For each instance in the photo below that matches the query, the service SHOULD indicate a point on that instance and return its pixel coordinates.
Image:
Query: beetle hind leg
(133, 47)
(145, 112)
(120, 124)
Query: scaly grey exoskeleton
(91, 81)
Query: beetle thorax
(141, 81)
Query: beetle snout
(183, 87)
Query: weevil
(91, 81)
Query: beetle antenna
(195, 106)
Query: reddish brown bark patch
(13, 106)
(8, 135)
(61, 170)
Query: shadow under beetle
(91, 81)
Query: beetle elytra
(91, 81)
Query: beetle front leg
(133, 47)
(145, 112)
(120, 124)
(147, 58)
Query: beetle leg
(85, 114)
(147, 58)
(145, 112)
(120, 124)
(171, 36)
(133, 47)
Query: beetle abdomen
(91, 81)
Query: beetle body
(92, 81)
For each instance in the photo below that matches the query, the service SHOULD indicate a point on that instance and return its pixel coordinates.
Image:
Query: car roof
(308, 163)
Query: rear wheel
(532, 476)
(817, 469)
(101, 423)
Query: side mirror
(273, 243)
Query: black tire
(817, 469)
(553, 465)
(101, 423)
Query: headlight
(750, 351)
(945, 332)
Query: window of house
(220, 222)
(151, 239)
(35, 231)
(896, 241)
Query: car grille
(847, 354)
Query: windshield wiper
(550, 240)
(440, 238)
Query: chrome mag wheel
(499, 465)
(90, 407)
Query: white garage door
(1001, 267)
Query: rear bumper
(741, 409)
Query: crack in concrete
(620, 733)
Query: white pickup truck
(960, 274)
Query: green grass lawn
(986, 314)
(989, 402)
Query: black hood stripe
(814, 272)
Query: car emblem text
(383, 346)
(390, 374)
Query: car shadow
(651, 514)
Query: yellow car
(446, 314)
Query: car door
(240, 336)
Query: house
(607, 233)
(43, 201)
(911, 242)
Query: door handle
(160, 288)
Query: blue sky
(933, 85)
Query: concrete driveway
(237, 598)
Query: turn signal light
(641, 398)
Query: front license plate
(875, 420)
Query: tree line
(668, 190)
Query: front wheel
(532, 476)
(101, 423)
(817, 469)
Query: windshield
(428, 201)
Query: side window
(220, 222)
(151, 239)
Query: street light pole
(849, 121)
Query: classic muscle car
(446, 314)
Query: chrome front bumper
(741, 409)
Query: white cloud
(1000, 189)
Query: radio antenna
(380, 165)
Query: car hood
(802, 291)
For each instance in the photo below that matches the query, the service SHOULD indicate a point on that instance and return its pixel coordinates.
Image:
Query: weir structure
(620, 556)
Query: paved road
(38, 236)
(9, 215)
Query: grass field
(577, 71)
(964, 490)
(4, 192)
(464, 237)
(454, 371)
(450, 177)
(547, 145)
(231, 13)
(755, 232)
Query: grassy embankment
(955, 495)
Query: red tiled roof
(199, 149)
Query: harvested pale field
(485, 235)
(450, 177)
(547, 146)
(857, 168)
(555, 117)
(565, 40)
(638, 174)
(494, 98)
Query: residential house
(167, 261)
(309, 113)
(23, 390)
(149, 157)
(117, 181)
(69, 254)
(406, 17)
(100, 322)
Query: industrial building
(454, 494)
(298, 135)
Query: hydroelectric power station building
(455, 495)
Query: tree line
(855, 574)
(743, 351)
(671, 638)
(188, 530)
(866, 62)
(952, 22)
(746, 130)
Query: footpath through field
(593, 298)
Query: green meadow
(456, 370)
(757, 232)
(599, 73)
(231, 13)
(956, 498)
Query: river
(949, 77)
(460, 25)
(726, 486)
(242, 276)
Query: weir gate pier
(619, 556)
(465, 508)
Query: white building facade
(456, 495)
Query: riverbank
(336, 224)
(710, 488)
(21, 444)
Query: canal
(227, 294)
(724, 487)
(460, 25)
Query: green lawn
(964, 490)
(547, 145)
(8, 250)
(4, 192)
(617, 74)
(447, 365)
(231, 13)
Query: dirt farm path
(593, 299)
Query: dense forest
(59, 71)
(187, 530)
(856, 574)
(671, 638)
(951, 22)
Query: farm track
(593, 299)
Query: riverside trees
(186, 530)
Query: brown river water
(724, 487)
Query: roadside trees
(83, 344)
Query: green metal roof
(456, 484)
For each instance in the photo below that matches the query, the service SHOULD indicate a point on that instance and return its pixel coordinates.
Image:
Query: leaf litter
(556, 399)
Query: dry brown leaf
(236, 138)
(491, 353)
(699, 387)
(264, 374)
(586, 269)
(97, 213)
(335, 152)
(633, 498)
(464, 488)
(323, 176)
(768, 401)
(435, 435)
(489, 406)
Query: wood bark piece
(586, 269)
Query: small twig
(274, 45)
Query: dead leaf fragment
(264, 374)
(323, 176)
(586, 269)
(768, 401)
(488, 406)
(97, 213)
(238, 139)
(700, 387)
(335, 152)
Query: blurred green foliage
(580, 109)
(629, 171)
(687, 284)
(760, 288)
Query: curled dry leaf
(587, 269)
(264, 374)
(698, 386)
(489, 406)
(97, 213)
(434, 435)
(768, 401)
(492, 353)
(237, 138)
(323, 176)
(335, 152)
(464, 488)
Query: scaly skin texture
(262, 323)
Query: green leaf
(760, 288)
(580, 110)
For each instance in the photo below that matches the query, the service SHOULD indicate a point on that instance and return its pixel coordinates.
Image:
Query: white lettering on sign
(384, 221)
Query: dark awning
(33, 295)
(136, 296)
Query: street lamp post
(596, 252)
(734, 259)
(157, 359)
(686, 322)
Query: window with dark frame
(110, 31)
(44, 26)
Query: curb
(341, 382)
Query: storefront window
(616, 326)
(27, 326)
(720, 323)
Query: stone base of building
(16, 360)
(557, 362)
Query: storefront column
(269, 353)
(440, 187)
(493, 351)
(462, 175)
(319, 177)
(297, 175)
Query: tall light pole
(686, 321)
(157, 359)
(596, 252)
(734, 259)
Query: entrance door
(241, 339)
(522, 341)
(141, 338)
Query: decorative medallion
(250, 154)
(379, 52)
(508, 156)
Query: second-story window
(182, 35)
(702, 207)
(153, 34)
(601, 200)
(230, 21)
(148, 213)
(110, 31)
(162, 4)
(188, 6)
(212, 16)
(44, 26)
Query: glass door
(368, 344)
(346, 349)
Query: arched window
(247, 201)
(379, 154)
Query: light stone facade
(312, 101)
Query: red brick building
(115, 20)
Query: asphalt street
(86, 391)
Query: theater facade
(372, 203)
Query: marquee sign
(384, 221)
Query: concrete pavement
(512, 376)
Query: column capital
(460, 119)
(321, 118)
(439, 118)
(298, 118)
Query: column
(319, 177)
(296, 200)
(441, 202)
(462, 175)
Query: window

**PROBLEM DESCRIPTION:**
Repeat each line, unchanged, from the line that contains "Query: concrete pavement" to the end of the listing above.

**TASK OUTPUT:**
Query: concrete pavement
(512, 376)
Query: column capital
(460, 119)
(321, 118)
(439, 118)
(298, 118)
Query: column
(319, 177)
(296, 200)
(441, 202)
(462, 175)
Query: window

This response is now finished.